#### [Exercise details]
Please print every line from the one containing "If you could spot the hard" through the last line of the records below, exactly as written and nothing more.

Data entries
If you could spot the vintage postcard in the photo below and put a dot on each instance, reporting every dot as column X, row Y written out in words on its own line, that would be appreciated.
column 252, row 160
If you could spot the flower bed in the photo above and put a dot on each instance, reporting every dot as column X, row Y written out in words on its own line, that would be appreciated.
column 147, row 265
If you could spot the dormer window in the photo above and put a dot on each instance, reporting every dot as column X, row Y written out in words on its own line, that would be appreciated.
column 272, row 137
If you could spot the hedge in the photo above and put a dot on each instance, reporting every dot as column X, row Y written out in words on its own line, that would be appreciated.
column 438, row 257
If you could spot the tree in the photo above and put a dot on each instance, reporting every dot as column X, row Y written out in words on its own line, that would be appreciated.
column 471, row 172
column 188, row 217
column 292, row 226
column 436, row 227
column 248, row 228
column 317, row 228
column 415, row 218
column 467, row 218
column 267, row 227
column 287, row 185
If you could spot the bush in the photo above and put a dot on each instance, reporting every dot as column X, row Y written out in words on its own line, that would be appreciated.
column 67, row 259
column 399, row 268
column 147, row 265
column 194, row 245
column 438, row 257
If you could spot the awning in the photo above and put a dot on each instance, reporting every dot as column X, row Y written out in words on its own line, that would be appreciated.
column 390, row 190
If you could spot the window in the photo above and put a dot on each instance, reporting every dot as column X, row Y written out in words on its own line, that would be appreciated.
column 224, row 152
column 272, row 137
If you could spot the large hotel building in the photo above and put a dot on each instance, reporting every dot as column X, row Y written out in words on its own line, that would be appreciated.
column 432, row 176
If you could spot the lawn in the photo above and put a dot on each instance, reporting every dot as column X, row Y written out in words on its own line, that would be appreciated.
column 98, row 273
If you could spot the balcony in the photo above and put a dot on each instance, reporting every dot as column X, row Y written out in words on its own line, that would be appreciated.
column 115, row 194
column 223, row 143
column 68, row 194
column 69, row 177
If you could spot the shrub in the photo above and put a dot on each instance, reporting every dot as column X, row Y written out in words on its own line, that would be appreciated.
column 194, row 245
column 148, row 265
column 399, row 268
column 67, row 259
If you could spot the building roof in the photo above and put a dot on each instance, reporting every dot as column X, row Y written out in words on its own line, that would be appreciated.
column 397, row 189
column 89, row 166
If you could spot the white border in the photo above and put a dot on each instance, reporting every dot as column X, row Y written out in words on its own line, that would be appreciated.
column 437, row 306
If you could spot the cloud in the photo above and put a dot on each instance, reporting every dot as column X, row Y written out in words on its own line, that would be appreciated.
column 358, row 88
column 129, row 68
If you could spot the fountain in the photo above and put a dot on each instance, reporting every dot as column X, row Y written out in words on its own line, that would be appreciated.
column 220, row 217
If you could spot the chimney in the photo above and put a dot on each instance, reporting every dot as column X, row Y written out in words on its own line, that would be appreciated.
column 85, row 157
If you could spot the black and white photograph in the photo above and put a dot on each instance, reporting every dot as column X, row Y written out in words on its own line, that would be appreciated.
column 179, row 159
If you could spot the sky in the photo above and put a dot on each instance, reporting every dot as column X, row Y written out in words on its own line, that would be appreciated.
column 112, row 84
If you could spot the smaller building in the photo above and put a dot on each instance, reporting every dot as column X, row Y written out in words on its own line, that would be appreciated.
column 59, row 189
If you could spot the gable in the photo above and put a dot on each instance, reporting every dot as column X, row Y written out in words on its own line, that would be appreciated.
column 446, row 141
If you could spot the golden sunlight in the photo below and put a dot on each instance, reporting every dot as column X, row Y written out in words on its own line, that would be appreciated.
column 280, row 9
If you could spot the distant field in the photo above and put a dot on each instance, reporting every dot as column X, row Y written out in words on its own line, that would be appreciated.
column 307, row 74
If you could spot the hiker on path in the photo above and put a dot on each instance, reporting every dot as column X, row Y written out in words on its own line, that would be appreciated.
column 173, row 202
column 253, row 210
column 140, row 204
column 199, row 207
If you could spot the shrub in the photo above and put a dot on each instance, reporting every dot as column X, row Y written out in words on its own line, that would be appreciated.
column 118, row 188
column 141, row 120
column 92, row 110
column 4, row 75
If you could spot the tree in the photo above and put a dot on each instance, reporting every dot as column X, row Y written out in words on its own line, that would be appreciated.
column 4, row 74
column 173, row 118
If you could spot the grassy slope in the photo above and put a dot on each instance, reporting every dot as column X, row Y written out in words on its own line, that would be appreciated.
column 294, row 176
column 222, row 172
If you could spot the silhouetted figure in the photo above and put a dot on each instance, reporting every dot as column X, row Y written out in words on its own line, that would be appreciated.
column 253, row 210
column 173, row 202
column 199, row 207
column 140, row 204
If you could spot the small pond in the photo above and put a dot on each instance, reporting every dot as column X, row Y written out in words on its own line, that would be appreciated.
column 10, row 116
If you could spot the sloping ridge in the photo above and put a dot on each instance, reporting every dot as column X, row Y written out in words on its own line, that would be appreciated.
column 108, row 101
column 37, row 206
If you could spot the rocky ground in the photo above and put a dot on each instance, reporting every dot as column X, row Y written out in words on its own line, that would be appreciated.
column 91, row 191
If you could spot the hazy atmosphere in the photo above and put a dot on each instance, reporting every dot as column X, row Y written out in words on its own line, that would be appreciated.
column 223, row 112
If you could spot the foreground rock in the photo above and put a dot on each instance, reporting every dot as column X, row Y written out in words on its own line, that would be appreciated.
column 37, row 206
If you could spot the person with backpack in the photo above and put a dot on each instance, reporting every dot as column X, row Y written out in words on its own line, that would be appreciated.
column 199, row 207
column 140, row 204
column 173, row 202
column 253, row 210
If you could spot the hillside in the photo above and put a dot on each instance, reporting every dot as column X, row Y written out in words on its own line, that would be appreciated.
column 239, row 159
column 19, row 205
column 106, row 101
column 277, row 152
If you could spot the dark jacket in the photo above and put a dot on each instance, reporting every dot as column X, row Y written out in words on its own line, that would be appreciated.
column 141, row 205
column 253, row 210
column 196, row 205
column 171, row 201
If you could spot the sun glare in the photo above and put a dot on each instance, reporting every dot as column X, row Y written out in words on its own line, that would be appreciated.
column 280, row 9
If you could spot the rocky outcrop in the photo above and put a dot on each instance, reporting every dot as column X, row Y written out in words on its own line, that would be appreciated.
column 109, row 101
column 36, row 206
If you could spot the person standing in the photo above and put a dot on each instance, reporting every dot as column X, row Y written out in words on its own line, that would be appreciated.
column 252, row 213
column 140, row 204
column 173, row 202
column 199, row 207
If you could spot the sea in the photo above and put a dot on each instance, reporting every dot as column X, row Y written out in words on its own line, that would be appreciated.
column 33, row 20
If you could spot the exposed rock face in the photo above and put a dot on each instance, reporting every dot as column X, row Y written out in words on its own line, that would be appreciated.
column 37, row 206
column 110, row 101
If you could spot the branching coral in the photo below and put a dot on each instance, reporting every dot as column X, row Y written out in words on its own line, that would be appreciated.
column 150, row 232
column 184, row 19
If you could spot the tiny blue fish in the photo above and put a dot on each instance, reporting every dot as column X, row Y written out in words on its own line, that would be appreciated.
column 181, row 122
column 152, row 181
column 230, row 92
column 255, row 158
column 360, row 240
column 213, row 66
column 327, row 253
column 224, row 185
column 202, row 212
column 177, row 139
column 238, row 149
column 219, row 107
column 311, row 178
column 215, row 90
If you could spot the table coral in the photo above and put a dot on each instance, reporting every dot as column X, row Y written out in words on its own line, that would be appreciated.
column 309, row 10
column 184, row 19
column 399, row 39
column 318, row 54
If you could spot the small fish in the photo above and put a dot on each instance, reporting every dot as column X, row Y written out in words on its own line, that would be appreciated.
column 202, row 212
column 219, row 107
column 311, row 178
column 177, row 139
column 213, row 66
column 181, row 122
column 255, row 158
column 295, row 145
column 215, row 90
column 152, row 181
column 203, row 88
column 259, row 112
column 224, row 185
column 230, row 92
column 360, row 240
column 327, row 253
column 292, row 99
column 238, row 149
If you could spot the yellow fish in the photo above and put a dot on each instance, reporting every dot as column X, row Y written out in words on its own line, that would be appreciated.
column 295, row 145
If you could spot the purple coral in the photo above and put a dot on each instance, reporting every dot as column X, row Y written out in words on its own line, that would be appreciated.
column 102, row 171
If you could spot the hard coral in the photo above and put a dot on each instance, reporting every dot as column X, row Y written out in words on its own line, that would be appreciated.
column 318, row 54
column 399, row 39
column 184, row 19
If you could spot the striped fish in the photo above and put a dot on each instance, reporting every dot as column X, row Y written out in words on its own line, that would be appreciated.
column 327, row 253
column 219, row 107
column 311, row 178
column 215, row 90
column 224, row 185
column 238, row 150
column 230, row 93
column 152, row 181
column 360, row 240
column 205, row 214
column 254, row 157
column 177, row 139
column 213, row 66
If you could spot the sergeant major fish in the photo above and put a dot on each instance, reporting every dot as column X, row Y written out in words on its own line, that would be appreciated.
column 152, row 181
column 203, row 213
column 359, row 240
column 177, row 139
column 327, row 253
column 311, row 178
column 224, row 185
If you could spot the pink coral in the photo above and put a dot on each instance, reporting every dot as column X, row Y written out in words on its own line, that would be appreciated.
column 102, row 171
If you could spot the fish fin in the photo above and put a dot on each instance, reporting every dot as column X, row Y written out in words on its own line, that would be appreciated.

#### [Solution to this task]
If you could spot the hard coral in the photo above and put a dot on each instance, reporting every dot as column X, row Y written out in words on its own line, that would be appreciated.
column 318, row 54
column 399, row 39
column 184, row 19
If you could spot the striped fish in the photo above and put a dot on each instance, reporting every dot as column X, row Y written out in words on its own line, that would be appreciated.
column 327, row 253
column 219, row 107
column 311, row 178
column 215, row 90
column 224, row 185
column 238, row 150
column 230, row 93
column 152, row 181
column 360, row 240
column 205, row 214
column 254, row 157
column 177, row 139
column 213, row 66
If you could spot the sergeant major fish in the photo above and put a dot on each instance, reporting every dot as column X, row Y written out in words on its own line, that would be appreciated.
column 152, row 181
column 203, row 213
column 359, row 240
column 177, row 139
column 327, row 253
column 311, row 178
column 224, row 185
If you could spot the pink coral in the photo above and put a dot on each instance, reporting every dot as column X, row Y written out in words on its own line, that would be appreciated.
column 102, row 171
If you could spot the fish fin in the photo above and put a dot on each instance, reporting every dot as column X, row Y written out in words on its own line, that would be appreciated.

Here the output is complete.